• Exercise directions: Copy every line of the items below verbatim, leaving out the pictures.
Records to process start
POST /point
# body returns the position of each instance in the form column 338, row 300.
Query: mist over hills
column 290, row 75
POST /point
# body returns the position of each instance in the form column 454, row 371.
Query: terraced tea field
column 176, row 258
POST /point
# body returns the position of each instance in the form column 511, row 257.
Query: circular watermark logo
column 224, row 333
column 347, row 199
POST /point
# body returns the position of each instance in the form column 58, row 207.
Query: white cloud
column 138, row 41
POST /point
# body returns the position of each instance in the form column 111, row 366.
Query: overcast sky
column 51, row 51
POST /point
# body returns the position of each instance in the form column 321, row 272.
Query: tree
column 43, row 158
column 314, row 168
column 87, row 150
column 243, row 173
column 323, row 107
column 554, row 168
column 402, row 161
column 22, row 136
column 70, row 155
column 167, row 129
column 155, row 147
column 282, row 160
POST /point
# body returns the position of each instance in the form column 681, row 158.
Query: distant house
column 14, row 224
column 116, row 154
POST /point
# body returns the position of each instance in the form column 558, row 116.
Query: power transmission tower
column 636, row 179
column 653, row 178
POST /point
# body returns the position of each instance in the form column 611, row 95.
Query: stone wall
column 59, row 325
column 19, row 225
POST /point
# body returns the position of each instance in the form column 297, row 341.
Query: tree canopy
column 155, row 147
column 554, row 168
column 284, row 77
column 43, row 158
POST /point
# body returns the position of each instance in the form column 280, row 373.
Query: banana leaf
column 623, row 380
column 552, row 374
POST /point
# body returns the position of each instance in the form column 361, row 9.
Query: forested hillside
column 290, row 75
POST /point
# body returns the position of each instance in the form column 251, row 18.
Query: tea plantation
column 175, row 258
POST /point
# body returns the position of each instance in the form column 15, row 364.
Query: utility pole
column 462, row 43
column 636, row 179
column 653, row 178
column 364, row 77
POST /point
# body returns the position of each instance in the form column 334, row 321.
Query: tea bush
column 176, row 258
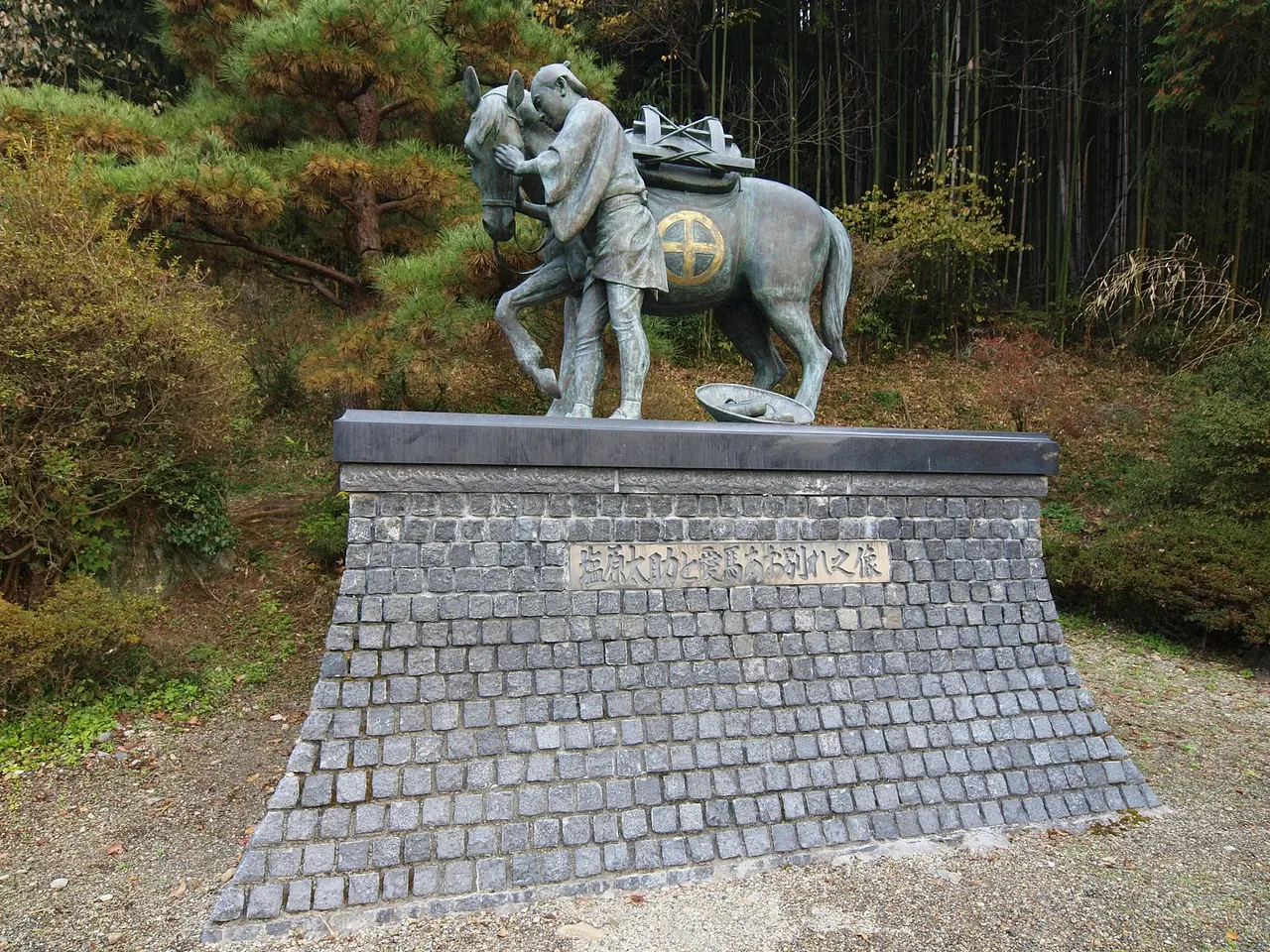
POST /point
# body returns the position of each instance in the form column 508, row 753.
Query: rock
column 580, row 930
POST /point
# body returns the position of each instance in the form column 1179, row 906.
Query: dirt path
column 144, row 839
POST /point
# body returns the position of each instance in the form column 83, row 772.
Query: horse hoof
column 547, row 384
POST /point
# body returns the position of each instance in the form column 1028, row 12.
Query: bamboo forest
column 1103, row 126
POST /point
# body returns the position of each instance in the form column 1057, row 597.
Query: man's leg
column 588, row 361
column 625, row 304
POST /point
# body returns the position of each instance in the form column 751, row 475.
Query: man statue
column 593, row 188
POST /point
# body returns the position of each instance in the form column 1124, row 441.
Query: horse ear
column 471, row 87
column 515, row 89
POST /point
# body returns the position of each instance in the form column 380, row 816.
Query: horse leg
column 548, row 284
column 562, row 405
column 588, row 363
column 792, row 320
column 746, row 327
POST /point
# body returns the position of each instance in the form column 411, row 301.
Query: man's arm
column 511, row 159
column 531, row 208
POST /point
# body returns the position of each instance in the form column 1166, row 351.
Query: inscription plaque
column 683, row 565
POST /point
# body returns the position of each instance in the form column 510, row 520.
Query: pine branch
column 282, row 257
column 395, row 105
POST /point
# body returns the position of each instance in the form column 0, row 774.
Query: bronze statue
column 753, row 249
column 592, row 188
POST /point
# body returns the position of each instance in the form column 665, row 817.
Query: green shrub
column 81, row 630
column 117, row 380
column 1187, row 571
column 1187, row 543
column 1219, row 452
column 325, row 531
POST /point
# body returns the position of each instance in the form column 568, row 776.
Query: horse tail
column 834, row 286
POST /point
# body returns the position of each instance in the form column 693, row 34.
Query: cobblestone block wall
column 483, row 734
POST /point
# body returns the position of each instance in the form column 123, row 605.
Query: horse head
column 495, row 119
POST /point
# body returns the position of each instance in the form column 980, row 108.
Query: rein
column 509, row 202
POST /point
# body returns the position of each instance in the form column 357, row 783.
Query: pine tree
column 318, row 135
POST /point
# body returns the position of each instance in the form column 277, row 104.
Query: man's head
column 556, row 91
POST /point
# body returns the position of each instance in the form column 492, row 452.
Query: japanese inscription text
column 681, row 565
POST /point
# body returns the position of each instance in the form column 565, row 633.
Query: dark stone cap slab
column 479, row 439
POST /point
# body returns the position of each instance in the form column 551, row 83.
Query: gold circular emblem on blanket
column 695, row 236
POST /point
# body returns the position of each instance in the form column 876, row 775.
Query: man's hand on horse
column 511, row 159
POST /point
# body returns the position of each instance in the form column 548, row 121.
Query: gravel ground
column 127, row 851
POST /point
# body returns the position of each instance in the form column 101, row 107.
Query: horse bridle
column 499, row 200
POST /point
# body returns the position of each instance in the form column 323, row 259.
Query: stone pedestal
column 572, row 655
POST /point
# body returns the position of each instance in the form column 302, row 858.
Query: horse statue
column 756, row 253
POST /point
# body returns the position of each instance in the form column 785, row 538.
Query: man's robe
column 593, row 188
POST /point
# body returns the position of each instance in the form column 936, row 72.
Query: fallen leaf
column 580, row 930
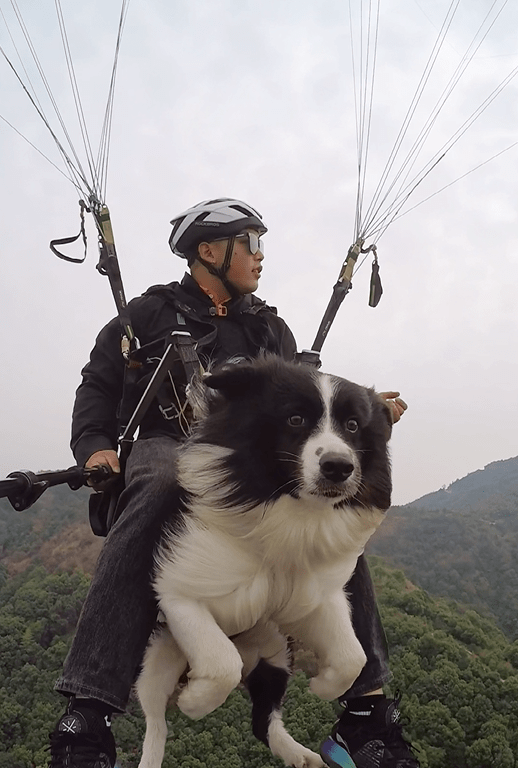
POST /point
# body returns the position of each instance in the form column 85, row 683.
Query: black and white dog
column 286, row 477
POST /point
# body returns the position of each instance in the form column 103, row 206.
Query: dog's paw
column 203, row 695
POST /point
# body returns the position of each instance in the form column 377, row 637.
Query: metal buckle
column 169, row 409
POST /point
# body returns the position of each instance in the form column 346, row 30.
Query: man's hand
Records to process end
• Finished answer:
POST /point
# body returns the position of each instance in the form column 338, row 300.
Query: mist over hills
column 290, row 75
POST /point
# body returns the position of each instance in the form column 454, row 371.
Query: terraced tea field
column 176, row 258
POST /point
# body returns the position of each instance in the form column 511, row 257.
Query: circular watermark logo
column 224, row 333
column 347, row 199
POST /point
# body returns the position of each instance in the form column 58, row 207.
Query: white cloud
column 138, row 41
POST /point
# body returns the position of each instance in the form column 111, row 366.
Query: overcast sky
column 51, row 51
POST /point
# body returns the position of each instance in the form column 321, row 272.
Query: tree
column 43, row 158
column 314, row 168
column 87, row 150
column 243, row 173
column 323, row 107
column 554, row 168
column 402, row 161
column 22, row 136
column 70, row 155
column 167, row 129
column 155, row 147
column 282, row 160
POST /point
# body returns the position of each instance in the form column 681, row 158.
Query: distant house
column 14, row 224
column 116, row 154
POST /point
# body returns the position of each instance in the form column 558, row 116.
Query: power transmission tower
column 636, row 179
column 653, row 178
POST /point
# body returns the position of each instance in the form column 611, row 95.
Query: stone wall
column 59, row 325
column 19, row 225
POST /point
# body returns the position of each instance in the form column 297, row 341.
Query: tree canopy
column 155, row 147
column 554, row 168
column 284, row 77
column 43, row 158
POST /point
# body returns the position of each instance in the form column 280, row 373.
Query: banana leaf
column 623, row 380
column 552, row 374
POST /point
# body returns the position of each instance in the form column 361, row 9.
Query: forested hillside
column 290, row 75
POST /point
# body returns the position of each instance in the form column 251, row 18.
Query: tea plantation
column 175, row 258
POST /point
# body returns the position of each instance in the form column 15, row 364.
Query: utility pole
column 462, row 43
column 636, row 179
column 653, row 178
column 364, row 77
POST /point
# body returns the position of each instance in the form column 334, row 321.
Query: tea bush
column 176, row 258
POST /point
# body returns the position of each instance in the form column 508, row 753.
Query: rock
column 580, row 930
POST /point
# body returns the position of each instance in the form column 1179, row 906.
Query: dirt path
column 144, row 839
POST /point
# body returns the position of each instance in the form column 83, row 772.
Query: horse hoof
column 547, row 384
POST /point
# body returns the position of each instance in the form column 1028, row 12.
Query: bamboo forest
column 1103, row 126
POST /point
# body returns the position of each instance in the form column 1057, row 597.
Query: man's leg
column 588, row 361
column 625, row 304
POST /point
# body returns the position of each instance in the form column 751, row 475.
Query: man statue
column 593, row 188
POST /point
# body returns the position of each instance in the form column 1124, row 441.
Query: horse ear
column 471, row 87
column 515, row 89
POST /point
# body returns the position of each instance in the form column 380, row 816.
Query: horse leg
column 548, row 284
column 562, row 405
column 588, row 363
column 792, row 320
column 746, row 327
POST /point
# body returns the position of each instance in the form column 411, row 301.
Query: man's arm
column 511, row 159
column 531, row 208
POST /point
# body returns the position of each instance in the form column 1166, row 351.
Query: inscription plaque
column 683, row 565
POST /point
# body returns the position of each instance in the form column 510, row 520.
Query: pine branch
column 282, row 257
column 395, row 105
POST /point
# body returns the position of each instance in the form column 0, row 774.
Query: bronze statue
column 753, row 249
column 592, row 188
POST /point
# body returns the position of each instance in the form column 665, row 817.
Query: green shrub
column 81, row 630
column 117, row 380
column 1187, row 571
column 1187, row 543
column 1219, row 452
column 325, row 531
POST /point
# body returns the position of each instance in the form column 568, row 776.
Query: horse tail
column 834, row 286
POST /point
# body returns the position of each instance in the form column 693, row 34.
Query: cobblestone block wall
column 483, row 734
POST /point
# body returns the position of each instance in the form column 123, row 605.
Query: horse head
column 495, row 119
POST /point
# body returns the position of each instance in the form column 980, row 108.
Query: rein
column 509, row 202
POST /point
# body returns the position of each instance in the form column 357, row 783.
Query: pine tree
column 318, row 135
POST /point
# body returns the position of each instance in the form column 277, row 104.
Query: man's head
column 556, row 91
POST /point
# body returns the position of each instance in the form column 492, row 452.
Query: japanese inscription text
column 681, row 565
POST /point
# body returns the position of each instance in the form column 565, row 633.
Query: dark stone cap slab
column 479, row 439
POST /point
# body returns the position of each instance in the form column 551, row 83.
Query: gold circular emblem on blanket
column 695, row 236
POST /point
# body returns the position of each instance in the form column 876, row 775.
Query: man's hand on horse
column 511, row 159
POST /point
# body returns the position of each instance in the form column 548, row 121.
Query: gravel ground
column 127, row 851
POST /point
# body returns the position of each instance in the form column 101, row 107.
Query: horse bridle
column 499, row 200
POST /point
# body returns the position of each instance in the form column 323, row 259.
Query: stone pedestal
column 572, row 655
POST /point
# body returns the position of each instance in the form column 302, row 858.
Query: horse statue
column 756, row 253
POST /point
# body returns the position of each instance in the form column 785, row 538.
Query: man's robe
column 593, row 188
POST /point
# body returns the position of each instance in the form column 936, row 72.
Query: fallen leaf
column 580, row 930
POST /point
# body returns the position of each instance in the form column 85, row 683.
Query: black and white dog
column 286, row 477
POST /point
# body returns the position of each instance in the form column 103, row 206.
Query: dog's paw
column 203, row 695
POST /point
# body returns the position of each instance in the form column 377, row 637.
Query: metal buckle
column 169, row 409
POST /point
# body returns the position of each instance in the form column 346, row 30.
Query: man's hand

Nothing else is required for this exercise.